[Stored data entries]
▼

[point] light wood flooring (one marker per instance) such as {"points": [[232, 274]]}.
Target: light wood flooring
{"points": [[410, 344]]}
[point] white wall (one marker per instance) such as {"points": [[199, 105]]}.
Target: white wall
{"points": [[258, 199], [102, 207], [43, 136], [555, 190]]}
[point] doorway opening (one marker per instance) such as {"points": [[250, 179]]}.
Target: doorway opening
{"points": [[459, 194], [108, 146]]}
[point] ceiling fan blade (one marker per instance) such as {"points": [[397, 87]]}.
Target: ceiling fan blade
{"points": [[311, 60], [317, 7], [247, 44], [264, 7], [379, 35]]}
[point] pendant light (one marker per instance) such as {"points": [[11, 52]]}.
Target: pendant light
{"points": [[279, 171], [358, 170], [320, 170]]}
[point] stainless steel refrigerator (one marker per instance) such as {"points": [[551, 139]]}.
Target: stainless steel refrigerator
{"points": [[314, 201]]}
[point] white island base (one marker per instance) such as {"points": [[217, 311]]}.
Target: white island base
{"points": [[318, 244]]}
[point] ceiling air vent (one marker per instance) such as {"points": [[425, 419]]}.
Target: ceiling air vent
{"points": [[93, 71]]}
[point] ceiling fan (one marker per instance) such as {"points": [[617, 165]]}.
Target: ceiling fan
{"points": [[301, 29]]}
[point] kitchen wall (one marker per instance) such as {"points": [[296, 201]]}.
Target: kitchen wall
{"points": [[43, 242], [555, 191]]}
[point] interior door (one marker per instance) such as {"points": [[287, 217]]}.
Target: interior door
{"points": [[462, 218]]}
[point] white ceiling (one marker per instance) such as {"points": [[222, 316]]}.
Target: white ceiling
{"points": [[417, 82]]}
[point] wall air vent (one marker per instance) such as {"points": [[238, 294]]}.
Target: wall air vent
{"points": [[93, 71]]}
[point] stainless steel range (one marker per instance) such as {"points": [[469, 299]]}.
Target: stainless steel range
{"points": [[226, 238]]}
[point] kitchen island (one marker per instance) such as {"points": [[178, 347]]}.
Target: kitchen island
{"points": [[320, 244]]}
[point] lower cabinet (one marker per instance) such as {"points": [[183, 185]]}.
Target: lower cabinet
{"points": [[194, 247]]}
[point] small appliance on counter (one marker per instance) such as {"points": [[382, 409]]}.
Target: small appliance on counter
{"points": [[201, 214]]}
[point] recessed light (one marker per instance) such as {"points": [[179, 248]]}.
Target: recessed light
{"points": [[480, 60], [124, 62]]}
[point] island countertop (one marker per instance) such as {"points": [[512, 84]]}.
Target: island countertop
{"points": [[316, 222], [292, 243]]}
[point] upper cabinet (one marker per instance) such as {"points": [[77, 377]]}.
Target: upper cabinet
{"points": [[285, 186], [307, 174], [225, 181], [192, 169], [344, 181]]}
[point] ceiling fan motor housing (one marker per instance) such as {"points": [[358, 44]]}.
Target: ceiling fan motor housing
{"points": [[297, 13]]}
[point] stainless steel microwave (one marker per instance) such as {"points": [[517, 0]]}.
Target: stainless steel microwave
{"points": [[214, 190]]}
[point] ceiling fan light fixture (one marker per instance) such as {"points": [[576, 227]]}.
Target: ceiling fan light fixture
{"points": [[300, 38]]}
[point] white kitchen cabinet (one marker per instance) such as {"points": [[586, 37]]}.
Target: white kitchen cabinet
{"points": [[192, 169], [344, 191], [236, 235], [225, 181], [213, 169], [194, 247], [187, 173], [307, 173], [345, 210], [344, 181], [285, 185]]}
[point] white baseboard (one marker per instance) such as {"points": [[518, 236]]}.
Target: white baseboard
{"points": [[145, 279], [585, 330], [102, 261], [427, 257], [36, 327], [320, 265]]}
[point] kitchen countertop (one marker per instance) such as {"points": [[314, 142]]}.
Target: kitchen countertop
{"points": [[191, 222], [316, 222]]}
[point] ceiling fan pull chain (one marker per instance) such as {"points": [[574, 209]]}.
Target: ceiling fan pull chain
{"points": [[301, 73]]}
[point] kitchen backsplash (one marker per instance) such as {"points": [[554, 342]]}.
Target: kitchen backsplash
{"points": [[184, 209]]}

▲
▼

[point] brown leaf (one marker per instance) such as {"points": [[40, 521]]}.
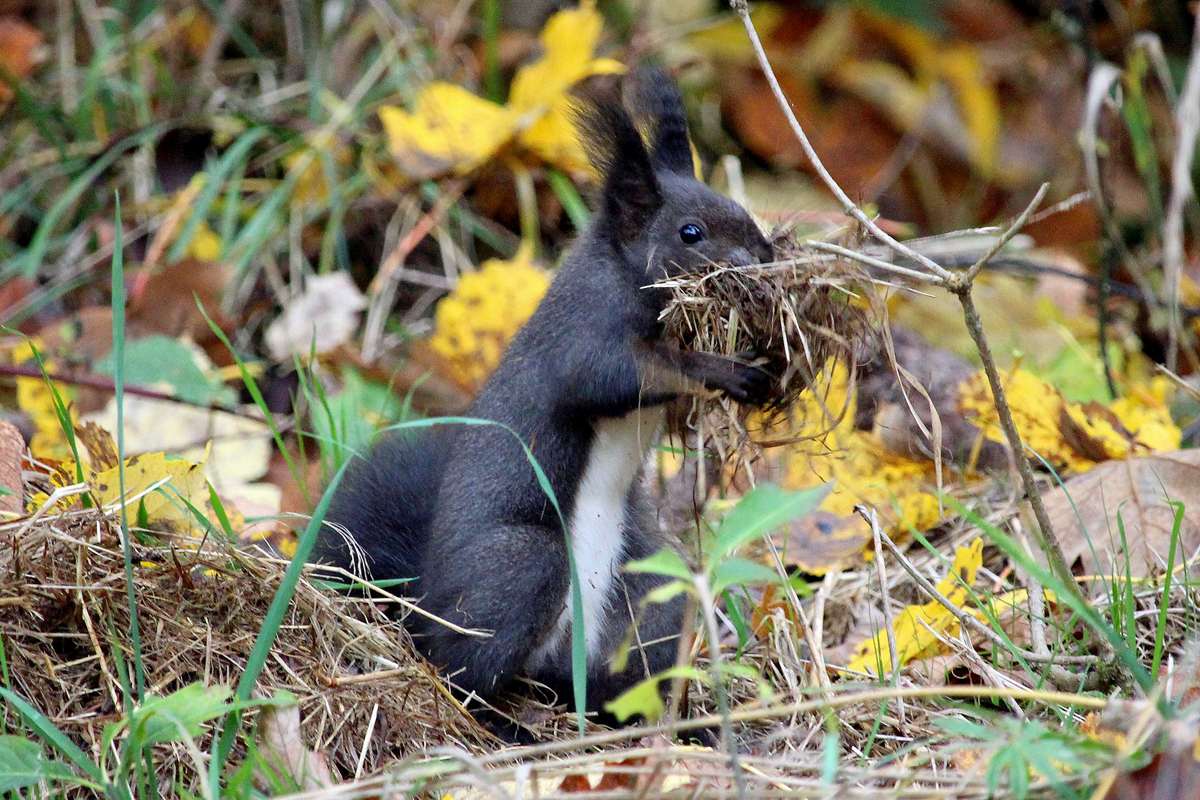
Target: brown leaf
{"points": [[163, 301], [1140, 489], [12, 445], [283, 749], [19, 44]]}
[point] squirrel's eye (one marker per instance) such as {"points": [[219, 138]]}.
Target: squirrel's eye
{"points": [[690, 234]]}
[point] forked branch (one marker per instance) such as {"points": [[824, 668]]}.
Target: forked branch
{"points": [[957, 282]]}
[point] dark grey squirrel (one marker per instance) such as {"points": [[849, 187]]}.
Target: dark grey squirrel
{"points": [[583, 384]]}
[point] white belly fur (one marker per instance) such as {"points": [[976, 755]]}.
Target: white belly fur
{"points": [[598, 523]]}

▲
▼

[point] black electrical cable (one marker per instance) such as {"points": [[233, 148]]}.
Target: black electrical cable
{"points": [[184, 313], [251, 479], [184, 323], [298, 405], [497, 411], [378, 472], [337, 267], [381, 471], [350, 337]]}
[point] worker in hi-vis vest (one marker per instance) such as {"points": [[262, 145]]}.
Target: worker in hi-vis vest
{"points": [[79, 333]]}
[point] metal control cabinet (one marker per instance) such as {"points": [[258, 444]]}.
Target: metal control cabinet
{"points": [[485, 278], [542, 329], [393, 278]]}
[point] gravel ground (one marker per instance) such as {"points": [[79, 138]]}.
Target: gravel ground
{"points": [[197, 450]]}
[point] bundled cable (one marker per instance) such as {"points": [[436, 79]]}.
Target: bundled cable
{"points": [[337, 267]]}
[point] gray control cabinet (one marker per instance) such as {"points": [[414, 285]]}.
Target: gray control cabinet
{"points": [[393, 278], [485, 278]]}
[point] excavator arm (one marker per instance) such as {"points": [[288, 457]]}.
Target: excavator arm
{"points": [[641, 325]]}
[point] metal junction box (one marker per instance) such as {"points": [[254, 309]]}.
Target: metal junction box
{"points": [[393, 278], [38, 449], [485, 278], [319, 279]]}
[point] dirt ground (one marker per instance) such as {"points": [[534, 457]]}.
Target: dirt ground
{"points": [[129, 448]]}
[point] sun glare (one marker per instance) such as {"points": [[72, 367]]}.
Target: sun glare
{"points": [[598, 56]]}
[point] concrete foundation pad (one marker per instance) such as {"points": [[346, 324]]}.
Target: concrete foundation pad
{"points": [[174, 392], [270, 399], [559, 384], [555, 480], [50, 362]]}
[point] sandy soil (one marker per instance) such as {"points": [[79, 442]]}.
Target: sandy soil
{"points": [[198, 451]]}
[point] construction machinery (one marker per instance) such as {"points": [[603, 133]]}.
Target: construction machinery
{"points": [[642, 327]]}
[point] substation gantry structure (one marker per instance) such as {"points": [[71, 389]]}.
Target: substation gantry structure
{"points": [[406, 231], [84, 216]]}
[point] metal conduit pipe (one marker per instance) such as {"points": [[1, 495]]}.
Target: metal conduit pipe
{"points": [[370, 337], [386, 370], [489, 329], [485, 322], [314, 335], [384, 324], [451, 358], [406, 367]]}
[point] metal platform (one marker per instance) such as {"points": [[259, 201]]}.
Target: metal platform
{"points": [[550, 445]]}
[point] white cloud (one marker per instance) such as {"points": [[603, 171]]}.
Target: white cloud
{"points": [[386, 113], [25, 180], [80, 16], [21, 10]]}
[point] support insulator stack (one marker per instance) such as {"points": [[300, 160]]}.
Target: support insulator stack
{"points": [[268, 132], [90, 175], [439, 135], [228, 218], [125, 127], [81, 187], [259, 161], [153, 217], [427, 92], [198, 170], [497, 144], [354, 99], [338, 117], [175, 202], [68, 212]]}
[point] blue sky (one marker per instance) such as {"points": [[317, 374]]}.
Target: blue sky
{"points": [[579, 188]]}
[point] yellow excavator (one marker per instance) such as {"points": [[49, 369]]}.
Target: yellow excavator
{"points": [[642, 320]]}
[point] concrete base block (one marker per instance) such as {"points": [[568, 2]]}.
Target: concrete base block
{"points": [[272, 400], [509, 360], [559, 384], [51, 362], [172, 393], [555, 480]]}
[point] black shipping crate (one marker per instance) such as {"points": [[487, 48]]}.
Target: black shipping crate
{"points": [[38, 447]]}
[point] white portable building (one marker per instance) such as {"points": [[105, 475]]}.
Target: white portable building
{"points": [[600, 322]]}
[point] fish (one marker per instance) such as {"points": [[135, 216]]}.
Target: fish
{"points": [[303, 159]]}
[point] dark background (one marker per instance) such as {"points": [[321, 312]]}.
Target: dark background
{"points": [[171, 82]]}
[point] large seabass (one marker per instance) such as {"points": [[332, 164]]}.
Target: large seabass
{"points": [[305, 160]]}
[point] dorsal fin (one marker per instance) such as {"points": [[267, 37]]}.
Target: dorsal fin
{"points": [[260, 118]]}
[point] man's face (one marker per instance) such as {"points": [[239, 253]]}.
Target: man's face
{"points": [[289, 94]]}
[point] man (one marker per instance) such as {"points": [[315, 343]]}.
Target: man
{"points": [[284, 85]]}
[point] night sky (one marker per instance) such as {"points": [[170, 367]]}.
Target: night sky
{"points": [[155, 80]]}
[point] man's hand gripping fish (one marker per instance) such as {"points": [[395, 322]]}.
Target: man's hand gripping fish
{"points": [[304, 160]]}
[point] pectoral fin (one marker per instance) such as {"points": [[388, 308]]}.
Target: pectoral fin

▲

--- Your goal ---
Write out, from the lines above, only those from the line with "Target: metal junction box" to the line with "[point] white cloud", exactly as given, including the first and the last.

--- Worked solution ---
Target: metal junction box
{"points": [[393, 278], [38, 449], [485, 278], [319, 279]]}
[point] dirt ground (one marker per instance) such as {"points": [[534, 457]]}.
Target: dirt ground
{"points": [[129, 448]]}
[point] sun glare (one marker per instance) such as {"points": [[72, 367]]}.
Target: sun glare
{"points": [[598, 56]]}
[point] concrete foundation pad (one marker per instance) such as {"points": [[346, 324]]}.
Target: concrete foundation pad
{"points": [[174, 392], [270, 399], [559, 384], [555, 480], [50, 362]]}
[point] sandy soil (one marker per instance) such as {"points": [[79, 442]]}.
Target: sandy soil
{"points": [[198, 451]]}
[point] construction machinery (one marker per instance) such as {"points": [[603, 133]]}.
Target: construction machinery
{"points": [[642, 327]]}
[point] substation gantry structure (one marker per instance) such as {"points": [[71, 389]]}.
Target: substation gantry structure
{"points": [[406, 231], [84, 216]]}
[point] metal conduit pipe (one marker per instance) such as {"points": [[1, 495]]}.
Target: metal conduit pipe
{"points": [[370, 337], [386, 370], [489, 329], [485, 322], [314, 335], [384, 324], [451, 358], [406, 367]]}
[point] metal platform (one marker per instance) such as {"points": [[259, 201]]}.
Target: metal platform
{"points": [[550, 445]]}
[point] white cloud (one marker per instance) such as {"points": [[603, 171]]}.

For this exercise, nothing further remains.